GIVEN TEXT below:

The Mexican South Pacific Coast mangroves ecoregion (WWF ID: NT1422) covers the mangrove sites along the coast of the Pacific Ocean coast of Mexico, across the states of Michoacán, Guerrero, and Oaxaca. These mangrove forests are mostly around lagoons, typically those fed by rivers from the interior in the Sierra Madre del Sur Mountains. The ecoregion is small: collectively, it covers only 1,295 km2.

==Location and description==
The ecoregion stretches across 1,000 km of the coast, primarily around the margins of river deltas and lagoons. Major mangrove sites are found at:
- Lázaro Cárdenas, in the state of Michoacán at the mouth of the Balsas River. A RAMSAR wetland of international importance. This are affected by the port of Lázaro Cárdenas, the largest seaport in Mexico.
- Zihuatanejo, a city on the coast of Guerrero
- Barra de Potosí, a lagoon behind a small fishing village in the municipality of Petatlán
- San Luis de la Loma, a town on the coast in the municipality of Tecpan de Galeana
- Atoyac de Álvarez, a town behind two coastal lagoons in Guerrero
- Puerto Marqués, 10 km south of Acapulco
- Papagayo River delta, and nearby lagoons
- Ometepec River delta and nearby lagoons
- Laguna de Corralero on the coast of the municipality of Pinotepa Nacional in Oaxaca
- Lagunas de Chacahua National Park, at the mouth of the Río Verde (Oaxaca)

End of GIVEN TEXT.
DATASET ENTRIES below:

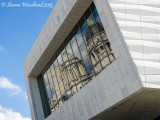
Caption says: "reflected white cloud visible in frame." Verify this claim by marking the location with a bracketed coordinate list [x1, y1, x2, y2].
[0, 76, 27, 99]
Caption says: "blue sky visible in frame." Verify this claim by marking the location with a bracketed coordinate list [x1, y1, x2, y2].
[0, 0, 57, 120]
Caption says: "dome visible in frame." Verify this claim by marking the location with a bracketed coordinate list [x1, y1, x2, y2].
[85, 23, 104, 43]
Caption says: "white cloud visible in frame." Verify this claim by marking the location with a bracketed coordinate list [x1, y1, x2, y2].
[0, 76, 22, 95]
[0, 105, 31, 120]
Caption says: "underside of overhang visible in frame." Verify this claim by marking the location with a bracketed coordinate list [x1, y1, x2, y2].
[90, 88, 160, 120]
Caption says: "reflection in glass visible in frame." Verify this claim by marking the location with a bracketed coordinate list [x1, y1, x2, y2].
[39, 3, 115, 112]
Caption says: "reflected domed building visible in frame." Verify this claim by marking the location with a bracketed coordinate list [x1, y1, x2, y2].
[48, 52, 91, 111]
[86, 17, 115, 74]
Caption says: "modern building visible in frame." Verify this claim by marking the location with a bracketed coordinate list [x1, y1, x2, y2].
[23, 0, 160, 120]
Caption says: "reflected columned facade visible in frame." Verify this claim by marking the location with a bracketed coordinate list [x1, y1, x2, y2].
[38, 3, 115, 116]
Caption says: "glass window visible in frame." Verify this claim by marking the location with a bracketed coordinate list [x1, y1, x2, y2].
[40, 3, 115, 116]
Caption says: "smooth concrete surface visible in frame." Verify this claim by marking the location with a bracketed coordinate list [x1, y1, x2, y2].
[90, 88, 160, 120]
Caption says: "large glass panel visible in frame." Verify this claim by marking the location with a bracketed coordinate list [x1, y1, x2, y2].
[39, 3, 115, 115]
[91, 7, 115, 67]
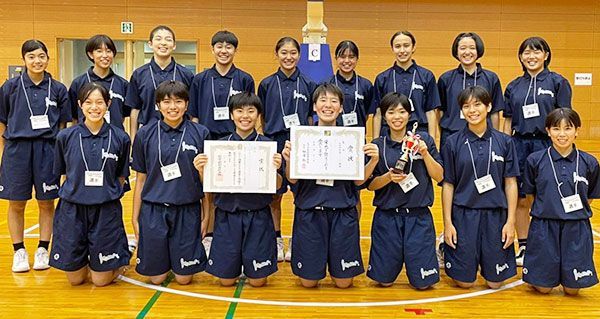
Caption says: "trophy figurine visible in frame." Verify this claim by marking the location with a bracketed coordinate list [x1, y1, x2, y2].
[392, 122, 421, 174]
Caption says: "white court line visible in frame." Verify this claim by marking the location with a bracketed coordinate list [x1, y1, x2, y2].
[118, 276, 524, 307]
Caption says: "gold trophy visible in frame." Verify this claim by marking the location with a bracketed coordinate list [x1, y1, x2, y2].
[392, 122, 421, 174]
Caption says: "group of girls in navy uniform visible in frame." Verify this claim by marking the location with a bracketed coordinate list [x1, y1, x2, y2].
[0, 26, 600, 294]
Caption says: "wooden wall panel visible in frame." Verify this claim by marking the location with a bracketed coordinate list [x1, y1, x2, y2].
[0, 0, 600, 139]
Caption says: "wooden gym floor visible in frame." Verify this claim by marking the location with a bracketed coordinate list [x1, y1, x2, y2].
[0, 141, 600, 318]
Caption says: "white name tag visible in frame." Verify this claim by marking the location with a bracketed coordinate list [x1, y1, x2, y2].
[560, 194, 583, 213]
[523, 103, 540, 119]
[398, 172, 419, 193]
[160, 163, 181, 182]
[104, 110, 110, 124]
[84, 171, 104, 187]
[29, 115, 50, 130]
[283, 113, 300, 128]
[316, 179, 334, 187]
[342, 112, 358, 126]
[475, 174, 496, 194]
[213, 106, 229, 121]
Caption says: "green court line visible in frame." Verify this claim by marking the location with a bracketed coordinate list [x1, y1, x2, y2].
[136, 273, 175, 319]
[225, 278, 246, 319]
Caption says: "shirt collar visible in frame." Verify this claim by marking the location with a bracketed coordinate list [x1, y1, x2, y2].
[275, 67, 300, 81]
[77, 121, 110, 137]
[550, 145, 577, 162]
[159, 118, 187, 132]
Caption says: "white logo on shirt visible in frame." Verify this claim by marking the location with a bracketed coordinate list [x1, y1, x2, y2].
[538, 88, 554, 97]
[294, 90, 308, 102]
[573, 172, 589, 185]
[179, 257, 200, 269]
[492, 151, 504, 162]
[181, 141, 198, 154]
[42, 182, 58, 193]
[108, 90, 125, 102]
[102, 148, 119, 162]
[342, 259, 360, 271]
[573, 269, 594, 281]
[252, 260, 272, 271]
[496, 264, 508, 275]
[98, 253, 119, 265]
[421, 268, 437, 279]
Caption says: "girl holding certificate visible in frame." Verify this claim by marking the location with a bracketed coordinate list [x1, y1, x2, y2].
[282, 83, 379, 288]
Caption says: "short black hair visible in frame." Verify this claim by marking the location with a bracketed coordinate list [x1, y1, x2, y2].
[228, 92, 263, 114]
[154, 80, 190, 103]
[210, 30, 238, 49]
[457, 85, 492, 108]
[452, 32, 485, 60]
[335, 40, 358, 59]
[21, 39, 48, 58]
[390, 30, 417, 47]
[275, 37, 300, 53]
[85, 34, 117, 62]
[313, 82, 344, 105]
[517, 37, 552, 71]
[149, 25, 175, 42]
[77, 82, 110, 105]
[545, 107, 581, 129]
[378, 92, 411, 117]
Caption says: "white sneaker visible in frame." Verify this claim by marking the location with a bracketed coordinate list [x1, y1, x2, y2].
[202, 236, 212, 258]
[515, 246, 527, 267]
[33, 247, 50, 270]
[284, 238, 292, 261]
[277, 237, 285, 262]
[12, 248, 29, 272]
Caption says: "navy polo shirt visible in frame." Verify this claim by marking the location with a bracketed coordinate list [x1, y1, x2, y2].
[523, 147, 600, 220]
[188, 65, 254, 135]
[69, 67, 131, 129]
[327, 71, 377, 127]
[0, 72, 71, 140]
[215, 131, 273, 212]
[131, 119, 208, 205]
[438, 63, 504, 131]
[504, 69, 573, 136]
[371, 60, 440, 127]
[54, 123, 131, 205]
[258, 69, 317, 136]
[373, 132, 442, 209]
[442, 127, 519, 209]
[125, 58, 194, 125]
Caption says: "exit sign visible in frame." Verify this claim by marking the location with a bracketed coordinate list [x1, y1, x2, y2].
[121, 21, 133, 34]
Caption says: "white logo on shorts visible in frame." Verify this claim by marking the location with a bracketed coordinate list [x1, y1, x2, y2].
[573, 269, 594, 281]
[98, 253, 119, 265]
[179, 257, 200, 269]
[42, 182, 58, 193]
[496, 263, 508, 275]
[342, 259, 360, 271]
[252, 260, 272, 271]
[421, 268, 437, 279]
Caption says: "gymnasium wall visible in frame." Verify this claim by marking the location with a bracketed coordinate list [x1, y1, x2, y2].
[0, 0, 600, 139]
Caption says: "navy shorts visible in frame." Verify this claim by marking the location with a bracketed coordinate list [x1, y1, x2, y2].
[367, 207, 440, 288]
[50, 199, 131, 272]
[292, 207, 365, 280]
[523, 217, 598, 288]
[135, 201, 206, 276]
[444, 205, 516, 282]
[513, 135, 552, 198]
[206, 206, 277, 279]
[0, 139, 60, 200]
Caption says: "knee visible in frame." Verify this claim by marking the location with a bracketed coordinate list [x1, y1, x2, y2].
[248, 278, 267, 288]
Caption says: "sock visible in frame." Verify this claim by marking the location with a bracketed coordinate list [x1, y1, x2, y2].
[38, 240, 50, 250]
[13, 242, 25, 251]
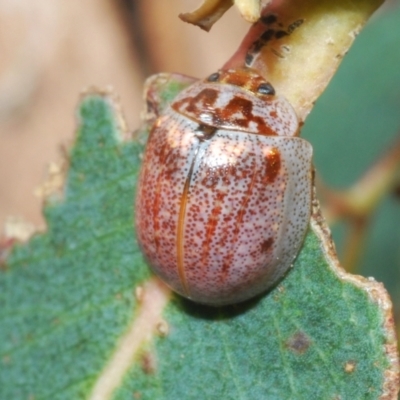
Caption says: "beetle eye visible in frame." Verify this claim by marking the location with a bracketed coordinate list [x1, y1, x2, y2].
[257, 83, 275, 96]
[207, 72, 219, 82]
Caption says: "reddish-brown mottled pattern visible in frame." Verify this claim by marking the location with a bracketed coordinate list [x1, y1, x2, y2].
[136, 69, 312, 305]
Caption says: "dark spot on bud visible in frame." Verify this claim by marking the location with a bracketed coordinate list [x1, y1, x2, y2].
[260, 29, 275, 43]
[245, 53, 254, 66]
[261, 14, 277, 25]
[207, 72, 219, 82]
[275, 31, 288, 39]
[257, 83, 275, 96]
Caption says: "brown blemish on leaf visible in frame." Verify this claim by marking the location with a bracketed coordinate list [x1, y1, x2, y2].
[156, 320, 169, 337]
[286, 331, 311, 354]
[344, 360, 357, 374]
[140, 351, 157, 375]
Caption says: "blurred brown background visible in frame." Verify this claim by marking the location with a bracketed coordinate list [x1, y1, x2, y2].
[0, 0, 248, 230]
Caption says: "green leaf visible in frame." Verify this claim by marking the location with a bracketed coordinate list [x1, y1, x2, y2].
[0, 79, 396, 400]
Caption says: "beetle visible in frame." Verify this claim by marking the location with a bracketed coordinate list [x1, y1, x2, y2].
[136, 68, 312, 306]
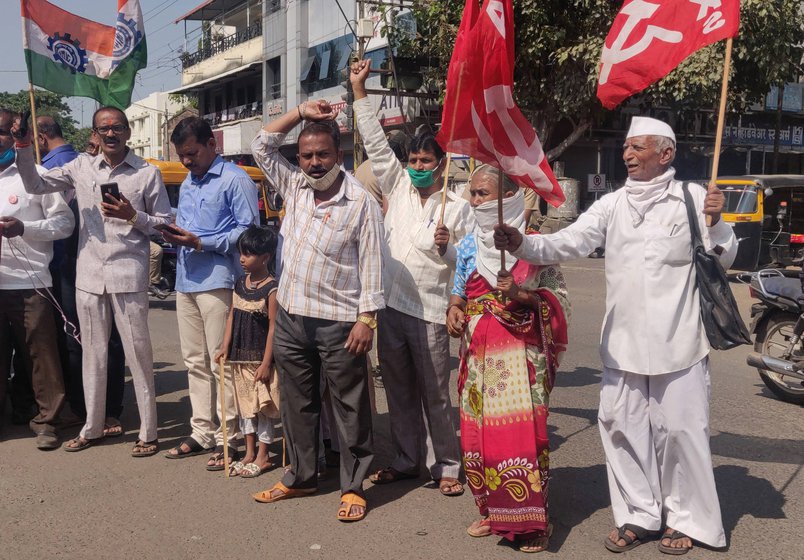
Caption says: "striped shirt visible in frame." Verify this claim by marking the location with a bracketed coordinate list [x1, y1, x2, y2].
[251, 130, 385, 322]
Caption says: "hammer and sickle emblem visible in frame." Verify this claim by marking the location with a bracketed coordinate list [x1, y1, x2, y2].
[600, 0, 684, 85]
[471, 85, 544, 185]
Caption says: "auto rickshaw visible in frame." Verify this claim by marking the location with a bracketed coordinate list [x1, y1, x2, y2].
[717, 175, 804, 270]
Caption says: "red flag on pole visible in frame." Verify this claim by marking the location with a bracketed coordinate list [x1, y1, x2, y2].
[437, 0, 564, 206]
[597, 0, 740, 109]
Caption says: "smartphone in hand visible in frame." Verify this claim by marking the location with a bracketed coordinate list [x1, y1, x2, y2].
[154, 224, 183, 235]
[101, 183, 120, 202]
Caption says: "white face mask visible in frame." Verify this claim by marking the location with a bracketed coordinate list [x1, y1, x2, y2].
[302, 164, 341, 192]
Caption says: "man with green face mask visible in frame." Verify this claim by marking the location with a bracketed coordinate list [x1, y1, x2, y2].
[350, 60, 472, 496]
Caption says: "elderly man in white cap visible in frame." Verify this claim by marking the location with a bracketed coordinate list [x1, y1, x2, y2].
[495, 117, 737, 554]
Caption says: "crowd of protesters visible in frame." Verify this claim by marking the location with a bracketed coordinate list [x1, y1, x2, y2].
[0, 57, 736, 554]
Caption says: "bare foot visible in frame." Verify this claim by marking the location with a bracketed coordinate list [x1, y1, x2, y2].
[609, 529, 637, 546]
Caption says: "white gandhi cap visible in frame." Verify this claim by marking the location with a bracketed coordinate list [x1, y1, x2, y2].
[625, 117, 676, 144]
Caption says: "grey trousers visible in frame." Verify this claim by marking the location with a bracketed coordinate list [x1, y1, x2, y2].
[75, 290, 156, 441]
[274, 306, 374, 495]
[377, 307, 461, 480]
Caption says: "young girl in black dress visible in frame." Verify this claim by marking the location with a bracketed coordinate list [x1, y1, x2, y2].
[215, 225, 279, 478]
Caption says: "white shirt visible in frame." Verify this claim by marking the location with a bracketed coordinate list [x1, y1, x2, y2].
[354, 98, 474, 325]
[514, 180, 737, 375]
[0, 164, 75, 290]
[251, 131, 385, 322]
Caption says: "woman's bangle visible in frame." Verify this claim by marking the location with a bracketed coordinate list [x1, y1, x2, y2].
[447, 303, 466, 315]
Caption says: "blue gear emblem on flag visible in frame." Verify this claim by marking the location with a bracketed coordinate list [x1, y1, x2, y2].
[47, 32, 89, 74]
[112, 13, 142, 68]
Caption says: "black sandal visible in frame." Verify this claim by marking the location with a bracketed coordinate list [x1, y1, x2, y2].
[207, 445, 240, 471]
[659, 530, 692, 556]
[603, 523, 657, 552]
[369, 467, 419, 484]
[131, 439, 159, 457]
[164, 438, 213, 459]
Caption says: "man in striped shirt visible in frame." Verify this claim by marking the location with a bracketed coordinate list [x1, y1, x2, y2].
[251, 101, 385, 521]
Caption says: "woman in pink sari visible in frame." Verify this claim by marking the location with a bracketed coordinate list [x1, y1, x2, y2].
[447, 165, 569, 552]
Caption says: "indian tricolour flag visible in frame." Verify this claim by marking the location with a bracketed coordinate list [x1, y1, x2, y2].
[21, 0, 148, 109]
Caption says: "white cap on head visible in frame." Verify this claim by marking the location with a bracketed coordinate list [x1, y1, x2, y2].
[625, 117, 676, 144]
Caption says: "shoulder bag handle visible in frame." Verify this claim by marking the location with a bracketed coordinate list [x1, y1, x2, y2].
[681, 181, 703, 249]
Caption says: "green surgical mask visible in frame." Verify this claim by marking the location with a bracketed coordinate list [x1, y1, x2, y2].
[408, 167, 437, 189]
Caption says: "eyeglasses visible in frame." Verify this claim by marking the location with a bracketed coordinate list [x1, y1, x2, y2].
[93, 124, 128, 136]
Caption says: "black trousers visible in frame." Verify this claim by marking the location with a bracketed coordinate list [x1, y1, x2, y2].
[0, 290, 64, 432]
[273, 306, 374, 495]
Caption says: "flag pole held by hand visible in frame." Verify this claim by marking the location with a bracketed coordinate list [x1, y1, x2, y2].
[438, 152, 452, 226]
[497, 169, 505, 271]
[706, 37, 732, 226]
[218, 356, 229, 478]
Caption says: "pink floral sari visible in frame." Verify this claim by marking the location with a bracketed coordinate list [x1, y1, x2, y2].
[458, 260, 569, 540]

End of DATASET ENTRIES.

(WHAT IS EXPECTED)
According to the mangroves text, what is the largest seaport in Mexico?

(RESULT OF THIS TASK)
The port of Lázaro Cárdenas.